* TEXT BLOCK
— BEGIN —
Reading Notes on Robert Gipe’s Trampoline

I’ve been finding time, or making time, to read more often, and my best friend gifted me with three books by Robert Gipe, set in a coal-mining mountain region somewhere in eastern Kentucky. By a crow’s flight, it’s likely not that far from where I live in western North Carolina. The first novel is Trampoline, narrated by fifteen-year-old Jewell, who describes herself as a “freak, soft and four-eyed, with black fingernail polish, a dead daddy, a drunk momma, a crackhead brother, outlaw uncles, and divorced grandparents who made trouble for normal people every time they come off the ridge” (p. 70). As I read, I kept noticing how the setting and characters felt both familiar and unknowable to me. His portrait of individuals ravaged by poverty and addiction is neither unforgiving nor forgiving. I came away with so much sympathy for people locked into roles in which they become a danger to others, themselves, and the land they love.

Reading this book makes me wonder if it is ever possible to portray the truth of any person’s life, especially one in a position of such vulnerability or powerlessness. But the glimpses of what could be true within this portrait makes me wonder about the lives of people I have sat beside in waiting rooms or passed in the grocery store, the many glimpses of people living in these mountains that I do not know, that I try to but sometimes cannot really see.

I especially savored Gipe’s many metaphors and similes. The narrator/protagonist describes the board members at a state hearing “like prizes at a carnival game, eyes wide and blank, stuffed pink monkeys, green hippopotamuses piled too close together” (p. 12). Eyes often get an extra dose of language, such as, “‘How old are you, Dawn?’ The room went quiet when Decent asked. Her eyes were two humming outboard motors pushing a boat across summer waters. I water-skied behind her outboard motor eyes, rope tight pulling me across a rough glass like under a paste-gray sky” (p. 99). Black and white sketches further add to the impact of this illustrated novel.

My favorite moment captures the feel of this book. Dawn jumps off a small cliff to “practice kill” herself, only to land on a drunken aunt. The family that pushes her to despair is also there to break her fall.

To be clear, it is a moment both sad and funny, and I had to pace myself reading this novel because I could never predict when the story would make me laugh or cry.
— END —
* PROBLEM SET
[a] In the reading notes on Trampoline, why did the writer have to pace themselves while reading the novel?
[b] Set down the stretch of the reading notes on Trampoline from "My favorite moment" through "break her fall.", word for word.
[c] According to the reading notes on Trampoline, where are Robert Gipe's three books set?

Location labeling records:
— BEGIN —
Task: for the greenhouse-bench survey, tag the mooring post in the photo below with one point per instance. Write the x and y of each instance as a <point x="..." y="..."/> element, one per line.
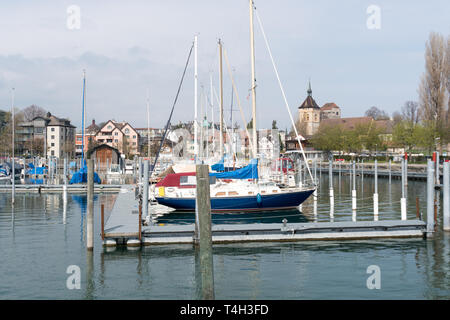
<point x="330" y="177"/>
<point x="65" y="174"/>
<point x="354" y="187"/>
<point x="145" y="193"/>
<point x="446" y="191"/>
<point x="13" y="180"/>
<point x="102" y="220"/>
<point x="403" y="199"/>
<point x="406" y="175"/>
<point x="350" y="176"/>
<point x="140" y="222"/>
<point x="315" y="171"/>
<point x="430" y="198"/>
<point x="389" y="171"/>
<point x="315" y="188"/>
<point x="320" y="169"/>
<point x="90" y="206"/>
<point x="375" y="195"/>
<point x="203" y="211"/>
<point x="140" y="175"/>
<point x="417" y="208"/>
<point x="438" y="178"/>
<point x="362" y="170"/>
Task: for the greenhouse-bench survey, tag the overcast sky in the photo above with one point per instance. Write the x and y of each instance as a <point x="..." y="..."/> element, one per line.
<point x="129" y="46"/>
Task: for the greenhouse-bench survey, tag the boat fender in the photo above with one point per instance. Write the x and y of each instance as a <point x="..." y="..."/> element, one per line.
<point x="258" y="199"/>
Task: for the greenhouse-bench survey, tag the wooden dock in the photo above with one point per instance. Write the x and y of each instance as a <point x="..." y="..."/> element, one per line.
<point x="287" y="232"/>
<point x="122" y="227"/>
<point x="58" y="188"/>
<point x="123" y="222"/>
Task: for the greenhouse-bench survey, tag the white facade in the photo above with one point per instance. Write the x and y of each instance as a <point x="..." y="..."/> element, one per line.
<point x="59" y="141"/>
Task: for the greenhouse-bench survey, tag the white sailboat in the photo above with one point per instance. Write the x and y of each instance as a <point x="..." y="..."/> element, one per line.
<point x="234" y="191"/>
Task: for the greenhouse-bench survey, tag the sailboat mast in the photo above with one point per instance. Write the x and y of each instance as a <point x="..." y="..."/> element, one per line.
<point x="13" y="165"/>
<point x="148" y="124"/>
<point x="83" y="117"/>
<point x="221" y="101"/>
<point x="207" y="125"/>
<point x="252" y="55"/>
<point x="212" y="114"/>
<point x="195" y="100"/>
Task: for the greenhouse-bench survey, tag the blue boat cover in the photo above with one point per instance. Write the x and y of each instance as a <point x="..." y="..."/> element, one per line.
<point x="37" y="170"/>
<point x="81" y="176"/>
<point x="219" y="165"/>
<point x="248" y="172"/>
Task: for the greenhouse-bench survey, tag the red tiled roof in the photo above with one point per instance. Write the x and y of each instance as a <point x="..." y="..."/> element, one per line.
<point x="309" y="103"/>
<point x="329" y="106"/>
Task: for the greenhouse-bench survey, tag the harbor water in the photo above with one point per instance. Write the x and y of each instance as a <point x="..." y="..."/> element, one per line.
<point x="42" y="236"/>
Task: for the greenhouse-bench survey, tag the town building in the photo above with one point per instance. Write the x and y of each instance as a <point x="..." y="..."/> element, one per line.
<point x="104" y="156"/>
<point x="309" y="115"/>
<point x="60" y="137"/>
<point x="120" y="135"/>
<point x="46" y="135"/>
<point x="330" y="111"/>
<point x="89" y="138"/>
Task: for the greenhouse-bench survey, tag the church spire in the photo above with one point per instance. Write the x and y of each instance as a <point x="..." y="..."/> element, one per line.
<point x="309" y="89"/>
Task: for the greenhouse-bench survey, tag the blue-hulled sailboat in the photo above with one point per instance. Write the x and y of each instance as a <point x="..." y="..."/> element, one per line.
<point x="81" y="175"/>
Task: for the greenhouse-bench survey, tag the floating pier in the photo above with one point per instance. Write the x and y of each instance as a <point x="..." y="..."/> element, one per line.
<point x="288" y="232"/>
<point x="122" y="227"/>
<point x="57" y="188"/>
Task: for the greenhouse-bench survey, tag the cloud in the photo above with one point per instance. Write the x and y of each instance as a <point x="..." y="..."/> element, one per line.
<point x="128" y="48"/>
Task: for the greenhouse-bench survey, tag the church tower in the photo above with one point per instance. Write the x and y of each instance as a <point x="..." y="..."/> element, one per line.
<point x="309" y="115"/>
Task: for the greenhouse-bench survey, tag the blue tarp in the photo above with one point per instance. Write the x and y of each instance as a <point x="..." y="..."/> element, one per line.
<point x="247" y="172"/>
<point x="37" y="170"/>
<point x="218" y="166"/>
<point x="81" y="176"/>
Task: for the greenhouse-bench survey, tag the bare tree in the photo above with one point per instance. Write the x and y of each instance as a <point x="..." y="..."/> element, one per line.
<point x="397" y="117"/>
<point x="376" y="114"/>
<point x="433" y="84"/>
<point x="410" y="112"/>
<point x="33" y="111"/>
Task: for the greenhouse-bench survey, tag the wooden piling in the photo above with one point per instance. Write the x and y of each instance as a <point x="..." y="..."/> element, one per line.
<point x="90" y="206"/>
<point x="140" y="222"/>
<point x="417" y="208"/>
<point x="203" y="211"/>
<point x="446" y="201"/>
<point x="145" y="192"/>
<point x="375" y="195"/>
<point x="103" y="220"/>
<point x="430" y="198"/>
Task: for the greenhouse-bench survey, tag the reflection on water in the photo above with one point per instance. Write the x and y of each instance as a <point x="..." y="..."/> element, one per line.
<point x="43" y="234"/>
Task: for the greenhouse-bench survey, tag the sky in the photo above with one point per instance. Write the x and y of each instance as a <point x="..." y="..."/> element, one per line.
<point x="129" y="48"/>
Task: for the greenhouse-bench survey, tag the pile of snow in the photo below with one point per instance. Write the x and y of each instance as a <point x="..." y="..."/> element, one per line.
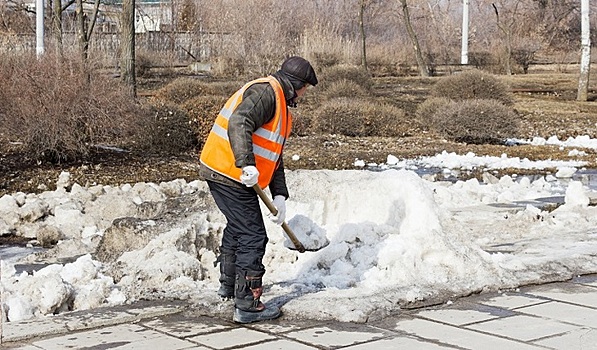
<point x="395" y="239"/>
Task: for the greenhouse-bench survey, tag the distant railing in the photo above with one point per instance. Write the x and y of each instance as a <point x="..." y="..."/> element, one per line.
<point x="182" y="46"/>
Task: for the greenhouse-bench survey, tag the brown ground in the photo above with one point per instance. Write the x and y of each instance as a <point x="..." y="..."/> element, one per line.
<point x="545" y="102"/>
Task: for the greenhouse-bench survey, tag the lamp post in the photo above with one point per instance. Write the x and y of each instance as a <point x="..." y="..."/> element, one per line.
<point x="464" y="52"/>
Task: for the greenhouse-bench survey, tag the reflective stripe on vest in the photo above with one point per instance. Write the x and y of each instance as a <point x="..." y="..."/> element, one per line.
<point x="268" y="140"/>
— END —
* WORKED ANSWERS
[a] The writer could never predict when the story would bring on laughter or tears.

[b]
My favorite moment captures the feel of this book. Dawn jumps off a small cliff to “practice kill” herself, only to land on a drunken aunt. The family that pushes her to despair is also there to break her fall.

[c] They are set in a coal-mining mountain region somewhere in eastern Kentucky.